- [Text section]:
Friday, March 1, 2013

Friday Night Movie Reviews

It's the first Friday of the month, so that means it's time for Friday Night Movie Reviews once again! Join us under the cut to see what we've been checking out this month.

The Dark Knight Returns (2012/13) by Luke

For me the DC animated movies have been hit and miss. They can look a little cheap and they tend to drag. So I was preemptively cynical about DC’s capacity to adapt Frank Miller’s crazy, balls-to-the-wall, Old Man Batman classic, The Dark Knight Returns - one of the greatest comic series ever feverishly poured on the page. Turns out I need to have some faith, loosen up, and quit being a jerk.

- [Written tasks]:
**1)** Reproduce the stretch of the movie review post from "For me the DC" through "being a jerk.", word for word.
**2)** Condense the paragraph of the movie review post that begins "For me the DC animated movies" into two shorter sentences that keep its main facts.
None of this depends on the rows.

Region outline entries:
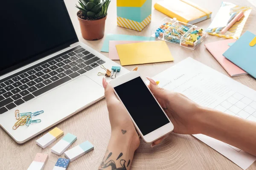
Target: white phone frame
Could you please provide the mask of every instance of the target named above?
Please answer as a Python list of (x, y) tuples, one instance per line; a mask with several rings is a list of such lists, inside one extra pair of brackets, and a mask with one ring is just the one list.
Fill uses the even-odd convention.
[[(140, 136), (142, 137), (142, 138), (143, 139), (143, 141), (147, 143), (150, 143), (161, 138), (162, 137), (167, 135), (167, 134), (172, 132), (173, 131), (174, 127), (173, 126), (173, 125), (170, 120), (170, 119), (166, 115), (163, 109), (163, 108), (162, 108), (162, 107), (159, 104), (159, 103), (158, 103), (157, 100), (155, 98), (154, 96), (151, 91), (150, 91), (150, 90), (148, 88), (147, 84), (143, 80), (143, 79), (142, 78), (141, 76), (140, 75), (140, 74), (136, 71), (131, 71), (127, 74), (124, 75), (123, 76), (120, 76), (118, 78), (116, 78), (111, 81), (110, 82), (110, 83), (113, 87), (113, 88), (114, 88), (138, 77), (140, 77), (141, 79), (143, 81), (143, 82), (145, 84), (145, 87), (146, 88), (147, 88), (148, 91), (150, 92), (151, 94), (154, 97), (154, 99), (159, 105), (159, 107), (160, 107), (160, 108), (161, 108), (162, 110), (163, 111), (163, 113), (164, 113), (164, 114), (166, 115), (166, 116), (170, 122), (169, 123), (168, 123), (167, 124), (162, 126), (161, 127), (160, 127), (158, 129), (155, 130), (153, 131), (150, 132), (149, 133), (148, 133), (146, 135), (144, 136), (140, 131), (140, 130), (137, 126), (137, 125), (136, 125), (136, 123), (134, 122), (132, 117), (131, 116), (131, 114), (130, 114), (130, 113), (129, 113), (130, 117), (131, 117), (131, 120), (133, 122), (134, 126), (135, 127), (135, 128), (137, 130), (137, 132), (139, 133), (139, 135)], [(123, 105), (125, 106), (125, 109), (126, 109), (128, 113), (129, 113), (129, 112), (127, 110), (127, 109), (126, 108), (123, 103), (122, 102), (120, 99), (120, 97), (119, 97), (118, 94), (117, 94), (116, 91), (114, 90), (114, 91), (115, 92), (116, 95), (116, 96), (119, 100), (122, 102)]]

- [Answers to the tasks]:
**1)**
For me the DC animated movies have been hit and miss. They can look a little cheap and they tend to drag. So I was preemptively cynical about DC’s capacity to adapt Frank Miller’s crazy, balls-to-the-wall, Old Man Batman classic, The Dark Knight Returns - one of the greatest comic series ever feverishly poured on the page. Turns out I need to have some faith, loosen up, and quit being a jerk.

**2)** The reviewer finds DC's animated movies uneven, often cheap-looking and slow, and so doubted DC could adapt Frank Miller's The Dark Knight Returns, a classic comic series about an old Batman. The adaptation proved those doubts wrong.